Entries provided: Begin
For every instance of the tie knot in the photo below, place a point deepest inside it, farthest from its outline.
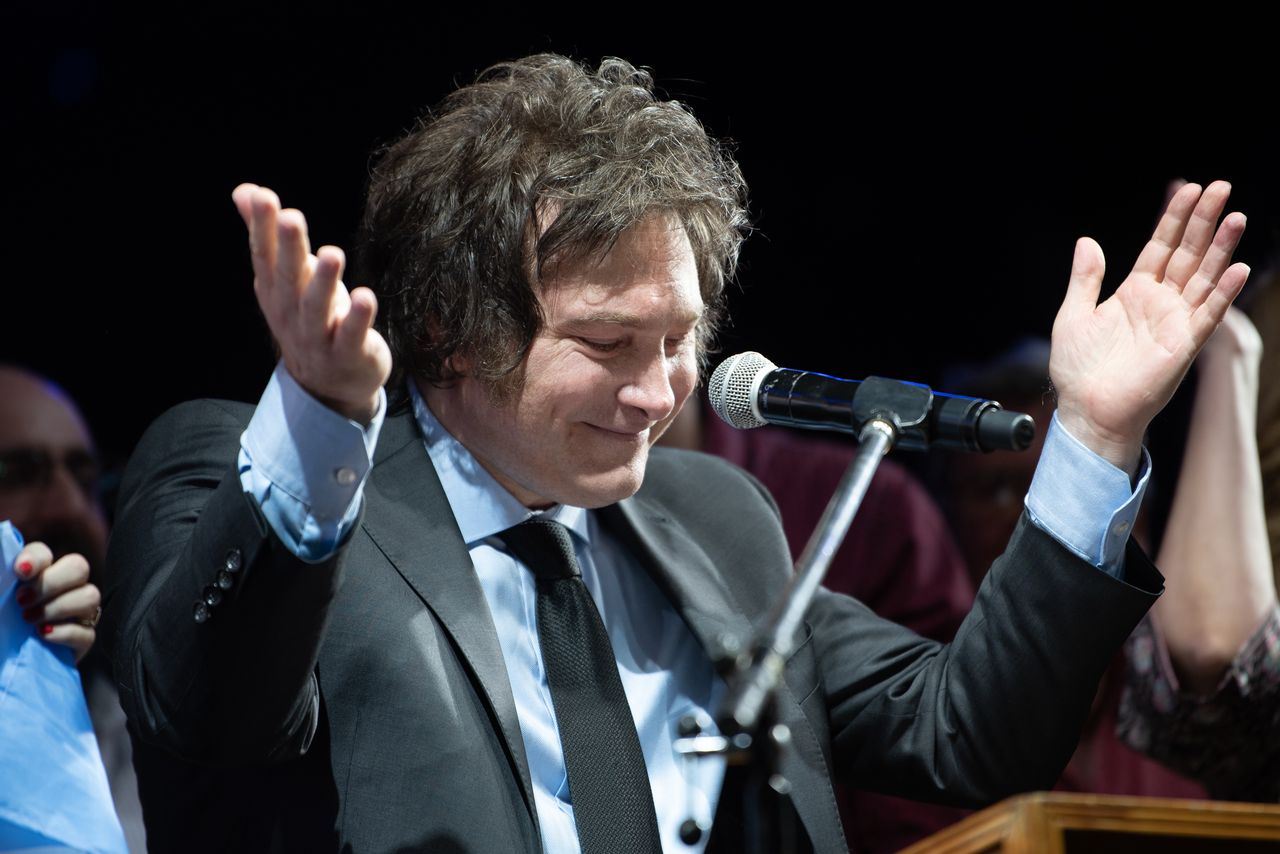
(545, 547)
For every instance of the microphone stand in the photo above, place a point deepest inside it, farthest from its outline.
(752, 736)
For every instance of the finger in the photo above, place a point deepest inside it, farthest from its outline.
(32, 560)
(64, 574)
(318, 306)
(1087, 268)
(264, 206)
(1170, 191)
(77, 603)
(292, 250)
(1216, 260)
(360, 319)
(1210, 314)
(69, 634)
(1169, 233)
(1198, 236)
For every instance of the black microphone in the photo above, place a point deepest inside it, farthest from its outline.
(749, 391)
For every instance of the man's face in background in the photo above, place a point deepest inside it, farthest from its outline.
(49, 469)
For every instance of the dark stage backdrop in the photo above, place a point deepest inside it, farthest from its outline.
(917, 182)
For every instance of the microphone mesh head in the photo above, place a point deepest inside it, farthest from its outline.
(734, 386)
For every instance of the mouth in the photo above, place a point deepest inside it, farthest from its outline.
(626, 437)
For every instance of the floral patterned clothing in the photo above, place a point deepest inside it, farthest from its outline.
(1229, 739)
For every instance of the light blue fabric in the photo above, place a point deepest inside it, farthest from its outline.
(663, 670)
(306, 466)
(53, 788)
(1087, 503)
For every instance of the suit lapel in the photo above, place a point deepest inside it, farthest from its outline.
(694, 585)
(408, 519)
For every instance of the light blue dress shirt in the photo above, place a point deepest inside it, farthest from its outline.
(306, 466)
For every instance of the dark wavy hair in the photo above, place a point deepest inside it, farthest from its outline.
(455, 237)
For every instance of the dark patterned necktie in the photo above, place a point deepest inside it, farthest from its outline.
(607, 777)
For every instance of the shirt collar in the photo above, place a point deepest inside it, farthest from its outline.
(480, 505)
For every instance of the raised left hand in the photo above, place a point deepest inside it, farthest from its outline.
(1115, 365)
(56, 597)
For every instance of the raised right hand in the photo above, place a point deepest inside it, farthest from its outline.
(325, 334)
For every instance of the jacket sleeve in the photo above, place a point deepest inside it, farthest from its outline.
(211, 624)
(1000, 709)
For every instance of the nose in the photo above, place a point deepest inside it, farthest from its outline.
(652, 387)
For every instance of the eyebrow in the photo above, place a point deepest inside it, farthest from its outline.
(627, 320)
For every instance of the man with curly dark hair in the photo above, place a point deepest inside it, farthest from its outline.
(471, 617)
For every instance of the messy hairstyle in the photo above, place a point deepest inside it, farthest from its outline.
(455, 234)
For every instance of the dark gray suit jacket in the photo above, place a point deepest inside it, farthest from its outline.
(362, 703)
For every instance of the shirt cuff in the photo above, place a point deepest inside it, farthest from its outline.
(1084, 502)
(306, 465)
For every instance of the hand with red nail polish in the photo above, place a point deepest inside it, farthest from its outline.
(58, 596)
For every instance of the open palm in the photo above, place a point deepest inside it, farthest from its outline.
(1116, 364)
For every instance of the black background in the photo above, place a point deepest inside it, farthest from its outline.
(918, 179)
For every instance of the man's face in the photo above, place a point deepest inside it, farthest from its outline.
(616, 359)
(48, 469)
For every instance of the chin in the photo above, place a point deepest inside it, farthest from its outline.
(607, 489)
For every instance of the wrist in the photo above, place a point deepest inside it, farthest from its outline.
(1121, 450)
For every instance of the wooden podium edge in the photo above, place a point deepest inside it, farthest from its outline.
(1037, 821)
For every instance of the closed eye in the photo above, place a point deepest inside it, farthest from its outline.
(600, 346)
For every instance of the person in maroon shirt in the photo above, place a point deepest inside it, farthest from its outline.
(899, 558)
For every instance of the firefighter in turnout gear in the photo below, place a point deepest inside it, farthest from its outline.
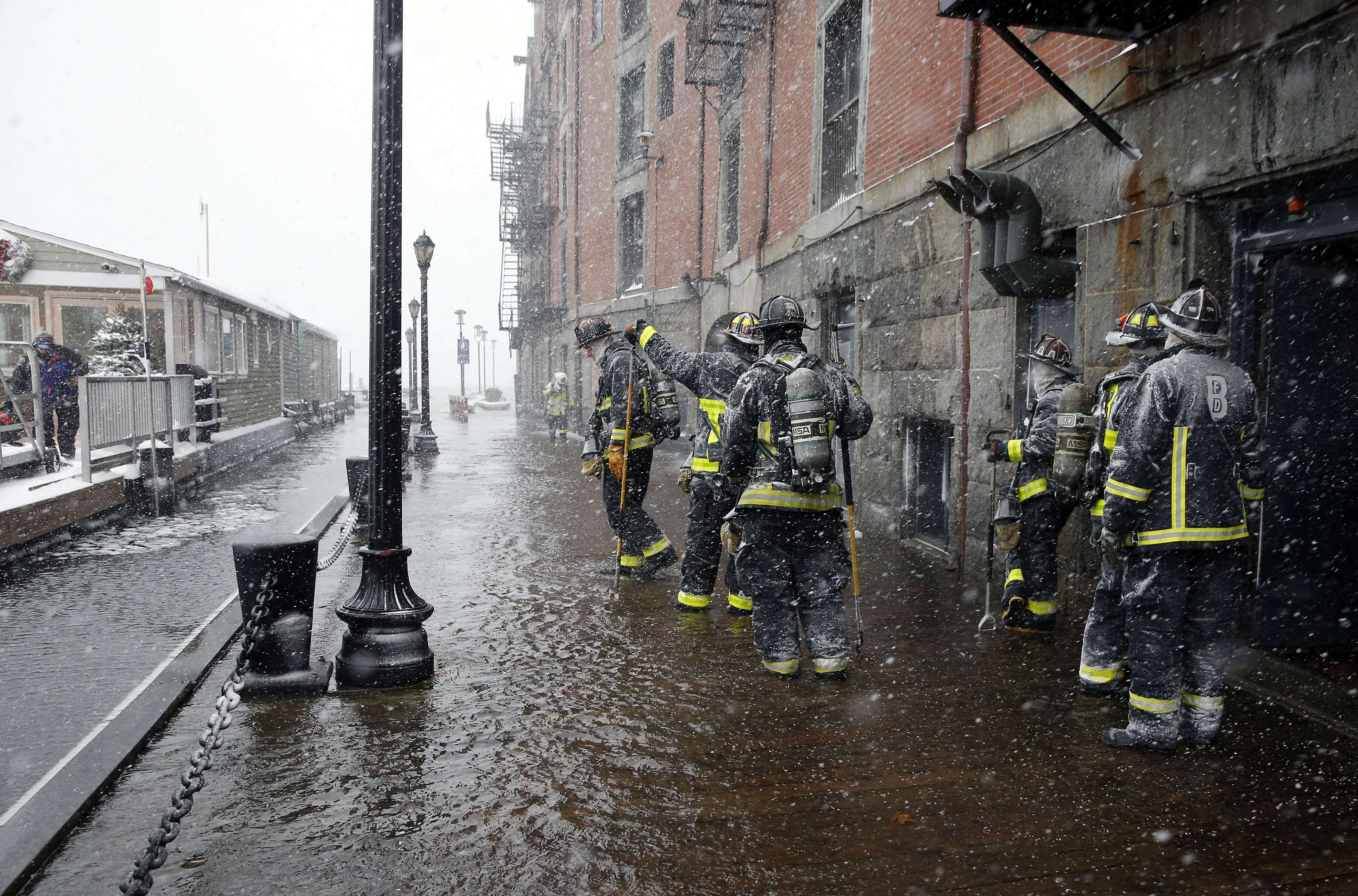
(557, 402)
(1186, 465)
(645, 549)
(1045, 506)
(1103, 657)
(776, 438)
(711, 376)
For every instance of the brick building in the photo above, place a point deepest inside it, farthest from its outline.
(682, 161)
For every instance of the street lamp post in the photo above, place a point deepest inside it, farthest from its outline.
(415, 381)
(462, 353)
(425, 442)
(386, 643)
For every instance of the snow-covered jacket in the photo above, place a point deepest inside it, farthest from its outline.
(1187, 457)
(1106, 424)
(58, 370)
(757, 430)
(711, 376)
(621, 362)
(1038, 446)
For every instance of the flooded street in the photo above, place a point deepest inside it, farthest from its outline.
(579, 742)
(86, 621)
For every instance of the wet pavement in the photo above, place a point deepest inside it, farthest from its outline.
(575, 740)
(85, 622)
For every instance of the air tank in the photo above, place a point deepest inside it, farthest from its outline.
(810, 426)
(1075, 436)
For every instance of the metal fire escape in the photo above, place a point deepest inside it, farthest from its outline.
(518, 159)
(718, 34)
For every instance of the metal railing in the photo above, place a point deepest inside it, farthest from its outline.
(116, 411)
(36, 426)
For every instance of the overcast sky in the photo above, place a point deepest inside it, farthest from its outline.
Entries provided: End
▸ **Activity**
Copy each line above precisely, dropping the pictures.

▸ **Task solution**
For every instance of the tie knot in the photo below, place a point deepest inside it, farthest from its outline.
(545, 547)
For every instance of the microphone stand in the photo above, place a point deepest inside it, farthest from its outline.
(752, 736)
For every instance of the finger in the photo above, place a point deepest inside it, farthest from its outline.
(32, 560)
(64, 574)
(318, 306)
(1087, 268)
(264, 206)
(1170, 191)
(77, 603)
(292, 250)
(1216, 260)
(360, 319)
(1210, 314)
(69, 634)
(1169, 233)
(1198, 236)
For every instance of the black microphone in the photo above, place a point deepest inside it, farthest from its outline.
(749, 391)
For every instance of the man's face in background in the photo above, place a point deepest inside it, farthest from its outline.
(49, 469)
For every instance of the dark stage backdrop in the photo above, place a point deepest inside it, farthest from its outline.
(917, 182)
For every instance of the microphone mesh head in the photo above, place a point deepest inside it, farthest from its outline.
(734, 386)
For every instance of the mouth in the photo above, place a point deepest inside it, farthest from its outline.
(626, 437)
For every instance of the floral patterned clothing in the photo above, place a point deepest inside it, farthest from its outline.
(1229, 739)
For every instance of the light blue fabric in the photo above, place a point deepest inside it, farthest from its outline.
(663, 670)
(306, 466)
(53, 788)
(1087, 503)
For every instance of the suit lapel in the photo above, place a point deepest inside it, farthest from its outline.
(694, 585)
(408, 519)
For every instance of the light blue dress shirt in the photo above, place a point deepest inside it, farthest from its outline.
(306, 466)
For every instance of the dark wavy hair in the photo above, place a point deepest inside it, farthest from its outline.
(455, 237)
For every instance of the dark patterned necktie in the photo above, place a point deepest inside it, farthest from its outline.
(607, 777)
For every instance of the shirt collar in the photo above, place a point deepest inside it, farthest from its outline.
(480, 505)
For every instance of the raised left hand in the photo above, place a point deepest inside it, farthest from its outline.
(1115, 365)
(56, 597)
For every instance of the raised right hand in the photo above, place a point deepest inside it, farthest from its outline.
(325, 334)
For every instance of the jacket sleeve in the photo above, place a point deepest inside it, farthest from its outline.
(211, 624)
(1000, 709)
For every instance of the nose in the photo above, place a point deepest inside it, farthest from its outline.
(652, 387)
For every instance of the eyebrow in the photo above, place a point deepest inside it, farthest from its outline.
(627, 320)
For every instance of the man with curly dark hair in the photo above, place a point deepest inside it, farthest from its outline.
(471, 617)
For every instance of the messy hairstyle in the photo above, place a point deepest inside it, farthest from its outline.
(455, 234)
For every instance of the dark gray suit jacket in the photo above, place a point deepest inside it, farthest from its outline.
(362, 703)
For every instance of the shirt cuff in the photo above, place a point deepest inside it, farthest from its outline.
(1084, 502)
(306, 465)
For every instance of the hand with red nail polish in the photo above, place a point deepest inside it, farthest from its outline.
(58, 596)
For every instance of the open palm in the photo above, place a point deepest inside it, farthest from its outline.
(1116, 364)
For every instance of the black background in the photo above, place a point deepest inside it, farthest from its outline.
(918, 179)
For every instance of the man's face in the photo above, place a point deepest inside it, farthest from its outline.
(616, 359)
(48, 469)
For every instance of the chin in the photo above, place a point deepest inside it, farthest from its outline.
(607, 489)
For every instance of the wrist in the photo above, place a point deepest inside it, farthest from its outline.
(1121, 450)
For every instance of the wooden podium edge in the photo above, place a point deepest inside it, farthest from its outline.
(1037, 821)
For every instance of the closed eye in the photo above, place a point deepest inside it, farthest from its outline.
(600, 346)
For every instance of the person in maroon shirt in the photo above, place a point deepest inside it, farthest from its outline.
(899, 558)
For every instance of the firefighter in turnout gear in the photo below, place a point deepest inside it, farthest from its outline.
(557, 402)
(1186, 465)
(645, 549)
(1045, 506)
(1103, 657)
(776, 438)
(711, 376)
For every instance of the brick building in the photo above, place a point deepest inside it, farthest from its outline.
(682, 161)
For every instance of the street lamp post in the photo above, place a point deepest inside it, farthest from its outline.
(415, 381)
(462, 353)
(425, 442)
(386, 643)
For every instance of the snow-covered jacket in the photo above, place a point deepest inside it, farthest from its outline.
(1187, 457)
(1106, 424)
(58, 370)
(757, 430)
(711, 376)
(621, 362)
(1038, 446)
For every instance of the flooded street in the photo above, place a point deepest inside it, farthest from its outline.
(579, 742)
(86, 621)
For every instance of the wet pavement in the photo above, place a point deepest inside it, farthest from its outline.
(575, 740)
(85, 622)
For every instance of the air tank in the photo above, place a point deepest inside it, farthest from its outline.
(810, 426)
(1075, 436)
For every instance of the metal fire escape in the photo above, place a point deepest inside it, farthest from its outline.
(518, 159)
(718, 34)
For every instance of the metal railing in the photo above, place a point deepest inside it, farthest from its outline.
(116, 411)
(36, 426)
For every instance of the overcast sky in the photo above, place a point deepest inside it, farthest from its outline.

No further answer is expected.